**Work instruction**
Reproduce every entry exactly as written.
:: Source material ::
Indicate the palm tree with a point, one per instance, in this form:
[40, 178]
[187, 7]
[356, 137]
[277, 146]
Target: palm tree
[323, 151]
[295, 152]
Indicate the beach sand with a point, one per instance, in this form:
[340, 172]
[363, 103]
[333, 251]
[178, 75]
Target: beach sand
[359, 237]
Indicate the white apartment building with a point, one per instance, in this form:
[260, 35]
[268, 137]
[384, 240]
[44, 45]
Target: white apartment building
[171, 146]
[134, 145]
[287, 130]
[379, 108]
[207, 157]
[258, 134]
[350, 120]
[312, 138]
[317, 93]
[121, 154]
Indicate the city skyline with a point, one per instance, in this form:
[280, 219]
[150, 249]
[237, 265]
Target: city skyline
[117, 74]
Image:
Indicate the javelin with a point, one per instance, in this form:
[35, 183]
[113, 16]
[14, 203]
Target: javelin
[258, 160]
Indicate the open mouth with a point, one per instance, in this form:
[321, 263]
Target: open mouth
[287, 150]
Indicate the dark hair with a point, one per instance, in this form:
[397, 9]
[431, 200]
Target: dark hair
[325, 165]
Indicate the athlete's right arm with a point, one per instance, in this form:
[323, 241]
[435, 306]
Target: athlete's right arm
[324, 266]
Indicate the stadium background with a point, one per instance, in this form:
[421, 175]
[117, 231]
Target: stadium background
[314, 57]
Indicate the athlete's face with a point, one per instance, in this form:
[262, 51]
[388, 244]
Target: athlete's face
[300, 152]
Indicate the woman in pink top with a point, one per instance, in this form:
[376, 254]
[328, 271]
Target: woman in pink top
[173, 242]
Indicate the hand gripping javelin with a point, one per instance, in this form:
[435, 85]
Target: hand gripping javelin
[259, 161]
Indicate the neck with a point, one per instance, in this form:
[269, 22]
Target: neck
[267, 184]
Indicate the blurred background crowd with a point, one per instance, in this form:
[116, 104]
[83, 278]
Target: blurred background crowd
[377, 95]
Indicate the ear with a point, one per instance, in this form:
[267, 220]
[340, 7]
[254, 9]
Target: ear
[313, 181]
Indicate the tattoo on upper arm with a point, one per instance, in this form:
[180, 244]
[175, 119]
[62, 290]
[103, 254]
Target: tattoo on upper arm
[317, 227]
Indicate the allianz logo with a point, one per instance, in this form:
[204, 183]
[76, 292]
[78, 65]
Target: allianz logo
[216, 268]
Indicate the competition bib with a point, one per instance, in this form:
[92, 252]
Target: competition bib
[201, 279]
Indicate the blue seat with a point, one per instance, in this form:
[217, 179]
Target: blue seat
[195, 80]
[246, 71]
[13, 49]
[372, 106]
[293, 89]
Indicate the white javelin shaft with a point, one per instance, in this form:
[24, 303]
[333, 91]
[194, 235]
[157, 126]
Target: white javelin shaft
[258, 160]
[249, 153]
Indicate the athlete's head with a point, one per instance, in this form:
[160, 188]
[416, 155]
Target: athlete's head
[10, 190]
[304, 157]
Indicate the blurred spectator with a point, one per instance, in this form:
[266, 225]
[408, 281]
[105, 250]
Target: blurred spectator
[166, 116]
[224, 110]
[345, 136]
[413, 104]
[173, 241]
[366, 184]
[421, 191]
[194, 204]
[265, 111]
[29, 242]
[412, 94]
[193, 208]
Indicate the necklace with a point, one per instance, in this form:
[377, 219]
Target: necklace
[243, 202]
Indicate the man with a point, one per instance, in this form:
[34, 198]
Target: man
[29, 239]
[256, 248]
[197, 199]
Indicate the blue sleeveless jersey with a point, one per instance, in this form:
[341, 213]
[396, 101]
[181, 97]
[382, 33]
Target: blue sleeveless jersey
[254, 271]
:::
**Solved exercise**
Indicate the palm tree with a point, one per instance, in this form:
[40, 178]
[187, 7]
[356, 137]
[277, 146]
Target: palm tree
[323, 151]
[295, 152]
Indicate the beach sand with a point, one per instance, in this form:
[340, 172]
[363, 103]
[333, 251]
[178, 75]
Target: beach sand
[359, 237]
Indicate the white apartment building with a point, one per instance, in this form:
[260, 35]
[268, 137]
[384, 240]
[44, 45]
Target: white apartment building
[171, 146]
[134, 145]
[287, 130]
[379, 108]
[207, 157]
[258, 134]
[350, 120]
[312, 138]
[317, 93]
[121, 154]
Indicate the city skyline with a point, one per instance, in this form:
[280, 219]
[150, 249]
[237, 265]
Target: city skyline
[117, 74]
Image:
Indicate the javelin with a point, one per instance, in this form:
[35, 183]
[113, 16]
[14, 203]
Target: javelin
[258, 160]
Indicate the open mouth with a point, one per instance, in this form:
[321, 263]
Target: open mouth
[287, 150]
Indicate the dark hair with a point, one per instance, in this form:
[397, 9]
[431, 200]
Target: dark hair
[325, 165]
Indicate the athlete's right arm with a point, one per instance, in this form:
[323, 241]
[435, 306]
Target: athlete's right arm
[324, 266]
Indicate the stadium background with a point, one per instance, in this form:
[421, 175]
[117, 231]
Target: stadium background
[314, 57]
Indicate the athlete's face with a point, one per instance, in this form:
[262, 51]
[388, 244]
Target: athlete's face
[300, 152]
Indicate the woman in pink top with a point, one per instance, in this form:
[376, 254]
[328, 271]
Target: woman in pink top
[173, 242]
Indicate the hand gripping javelin with a point, one per instance, in this form:
[435, 85]
Target: hand gripping javelin
[259, 161]
Indicate the neck with a point, one per instance, in this form:
[269, 22]
Target: neck
[267, 184]
Indicate the blurred background crowd with a point, one per instance, in this form:
[116, 104]
[83, 278]
Target: blurred background crowd
[377, 95]
Indicate the ear with a point, one per instance, in this form:
[267, 220]
[340, 7]
[254, 9]
Target: ear
[313, 181]
Indicate the tattoo on upper arm with a point, one per instance, in this form:
[180, 244]
[175, 119]
[62, 290]
[103, 254]
Target: tattoo on upper arm
[317, 227]
Indicate the allianz logo with a point, one per instance, in this form:
[204, 183]
[76, 292]
[78, 65]
Target: allianz logo
[216, 268]
Indicate the competition bib with a point, one per instance, in this form:
[92, 252]
Target: competition bib
[201, 279]
Indicate the blue seat with a point, one per instance, in this form:
[217, 179]
Target: blue seat
[195, 80]
[246, 71]
[13, 49]
[372, 106]
[293, 89]
Indicate the white javelin shaft with a point, one per instance, in this form:
[24, 303]
[333, 91]
[194, 235]
[157, 126]
Target: white javelin shaft
[258, 160]
[249, 153]
Indicate the athlete's head with a point, one per instance, in this form:
[160, 188]
[416, 155]
Target: athlete's head
[10, 190]
[304, 157]
Indicate the blurred spectator with a point, one per instance, in this form:
[266, 225]
[408, 281]
[105, 250]
Target: blurred spectator
[166, 116]
[224, 110]
[345, 136]
[413, 104]
[173, 241]
[366, 184]
[421, 191]
[194, 204]
[265, 111]
[29, 242]
[412, 94]
[193, 208]
Indicate the necklace with a point, one per instance, in this form:
[377, 219]
Target: necklace
[243, 202]
Indicate the man with a point, one per instance, in this form:
[34, 198]
Target: man
[29, 239]
[256, 248]
[197, 199]
Indicate the blue sleeveless jersey with a point, one per instance, in this form:
[341, 213]
[396, 101]
[181, 97]
[382, 33]
Target: blue sleeveless jersey
[254, 271]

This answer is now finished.